[[ Document extract, beginning ]]

The CEA press release says a version of the legislation has already been passed by the Tennessee legislature, but that is obviously an error.

"Reporter and Antiwar Activist"
That's how New York Times reporter Chris Hedges is being described these days. We should not know Chris Hedges' views about war. We should not ever hear any reporter - especially not a reporter who covers wars for the New York Times - described as an antiwar activist, or a pro-war activist, or any kind of activist. Just "reporter," is all we should know, because that is all a New York Times reporter should publicly be.

The NYT is broken. Badly.

As Spinsanity shows today, a single lie told by NYT columnist Maureen Dowd has now been repeated in media across the world. The NYT has yet to correct the error. But, then, the error fits its anti-Bush agenda. [Hat tip: Instapundit]

Bigger and Better
A New York Times news analysis - that means it comes tinged by the Times' anti-Bush agenda and may also include portions that are fabricated - says the tax cut that is poised to pass Congress will actually cost the U.S. treasury more than $800 billion over the next decade, not the $320 billion advertised cost.

The $320 billion figure, which is expected to clear the Senate today, is artificial. No one expects that tax breaks for married couples and a bigger tax credit for children, popular features of the bill, will be allowed to expire after next year. This is what lawmakers call a sunset. It was put into the measure to hold down the 10-year cost. Nor, barring a political upheaval that puts Democrats in the White House and in control of Congress, is it likely that the lower tax rates on dividends and capital gains will be allowed to expire after 2008, another sunset in the bill. If these elements of the tax cut are calculated on a 10-year basis, the cost in lost revenue stands to be over $800 billion, more than what the president proposed, according to the first analysis by the Center on Budget and Policy Priority, a liberal research institute.

[[ Document extract, end ]]

▶ _Prompt 1_
In the blog post about the New York Times, why is the $320 billion cost of the tax cut called artificial? Answer in one to three sentences.
▶ _Prompt 2_
According to the blog post, what kind of group is the Center on Budget and Policy Priority?
▶ _Prompt 3_
Carry on the blog post about the New York Times and the tax cut, starting after its last sentence.
The rows that come next are separate material and have no connection to the blog post.

[[ Data records, beginning ]]

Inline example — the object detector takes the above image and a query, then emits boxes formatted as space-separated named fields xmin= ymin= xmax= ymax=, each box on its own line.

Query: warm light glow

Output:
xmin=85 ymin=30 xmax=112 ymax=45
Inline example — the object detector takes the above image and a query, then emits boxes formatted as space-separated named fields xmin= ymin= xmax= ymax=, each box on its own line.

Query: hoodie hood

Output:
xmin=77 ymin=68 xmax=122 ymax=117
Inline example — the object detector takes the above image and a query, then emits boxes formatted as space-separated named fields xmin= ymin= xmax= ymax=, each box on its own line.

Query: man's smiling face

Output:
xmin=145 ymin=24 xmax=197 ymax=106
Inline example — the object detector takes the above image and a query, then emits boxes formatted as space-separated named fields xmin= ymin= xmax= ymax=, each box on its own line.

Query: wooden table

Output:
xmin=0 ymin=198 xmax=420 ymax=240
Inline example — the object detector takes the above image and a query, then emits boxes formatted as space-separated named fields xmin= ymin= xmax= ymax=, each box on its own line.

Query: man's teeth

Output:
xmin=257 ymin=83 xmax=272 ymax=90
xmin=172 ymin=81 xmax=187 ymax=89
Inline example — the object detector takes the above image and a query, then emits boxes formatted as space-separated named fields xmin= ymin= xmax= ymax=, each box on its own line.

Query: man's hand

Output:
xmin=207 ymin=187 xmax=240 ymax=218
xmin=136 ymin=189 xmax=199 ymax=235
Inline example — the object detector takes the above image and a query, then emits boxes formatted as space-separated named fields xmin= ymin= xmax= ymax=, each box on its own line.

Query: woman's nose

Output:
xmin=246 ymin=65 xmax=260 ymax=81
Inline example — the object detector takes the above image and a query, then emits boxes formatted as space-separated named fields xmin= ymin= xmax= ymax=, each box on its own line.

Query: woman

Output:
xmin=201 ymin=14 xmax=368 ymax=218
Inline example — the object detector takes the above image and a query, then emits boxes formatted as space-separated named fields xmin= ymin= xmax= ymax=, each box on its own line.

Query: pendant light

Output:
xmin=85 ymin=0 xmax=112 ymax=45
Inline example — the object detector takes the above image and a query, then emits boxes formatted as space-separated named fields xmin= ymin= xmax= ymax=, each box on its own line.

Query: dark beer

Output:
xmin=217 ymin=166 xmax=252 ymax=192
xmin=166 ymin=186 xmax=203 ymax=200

[[ Data records, end ]]

▶ _Written reply 1_
The bill has sunsets that make popular tax breaks expire, and these were added to hold down the 10-year cost. No one expects the breaks for married couples and the bigger child credit to lapse after next year, or the lower dividend and capital gains rates to lapse after 2008. Counted over ten years, those pieces push the cost past $800 billion.

▶ _Written reply 2_
A liberal research institute.

▶ _Written reply 3_
The NYT portrays this as a failure of the Democrats to block bad policy:
Bill Clinton might also have framed the tax cut as a choice from two things. You can cut taxes, or you get prescription drug coverage under Medicare. You can cut taxes, or you can save Social Security. At least that is the way he succeeded in blocking Republican tax cuts during his presidency. This year, Mr. Bush was helped by the fact that Democrats abandoned that approach and offered tax cuts of their own - smaller than Mr. Bush's, aimed at the middle class and not the wealthy, but tax cuts nonetheless. Democrats were never able to make the case that their way was the better way. For sure, this is not the last Bush tax cut. Under the legislation, popular tax relief like the $1,000 tax credit for each child and tax bonus for married couples are to expire at the end of 2004. Congress will not want to let them lapse in an election year. So be prepared for another tax bill next year.
Sounds good to me.

5/22/2003

One-Upping Big Media
Business 2.0's Jimmy Guterman is dissing blogs with the "they don't have editors" complaint, but praising the Wall Street Journal's online edition for incorporating some blog-like features, in a column today on the magazine's website. Guterman compares WSJ.com's month-old Media & Marketing Edition to the late Inside.com, and also to blogs.

"To many savvy readers, the organization of the Media & Marketing Edition resembles a weblog in many ways. Romenesko and IwantMedia, for example, provide similar information and indeed point to some of the same stories.
But Guterman's intended criticism of amateur blogs actually points out their strengths:
"Bloggers and other independent observers have the freedom to one-up sites like WSJ.com by linking to competing sites that have different angles on the same story. An enterprising blogger can tell a better story by standing on the shoulders of hundreds of reporters at different news organizations."
Um...yeah.

Double the Fun
The best thing you can say about the tax cut package agreed to by the House and Senate is... it's a tax cut. There's no such thing as a bad tax cut - anytime anyone gets to keep more of their money, that's a good thing. But some tax cuts are better than others. The president didn't get half of what he wanted, but what he got was better than nothing - the package reduces taxes on capital gains and stock dividends for at least five years, lowers income tax rates and includes provisions designed to encourage business investment. My guess is, President Bush will be back with another tax cut proposal early next year.

Therein lies the political fun. The tax cut will have some positive effect on the economy, and Bush will get the credit because he, alone, is the reason Congress will pass a tax cut. Or the tax cut won't help the economy much because it is too small a cut, and the Democrats who refused to pass the president's entire package will get the blame.

Karl Rove is smiling tonight.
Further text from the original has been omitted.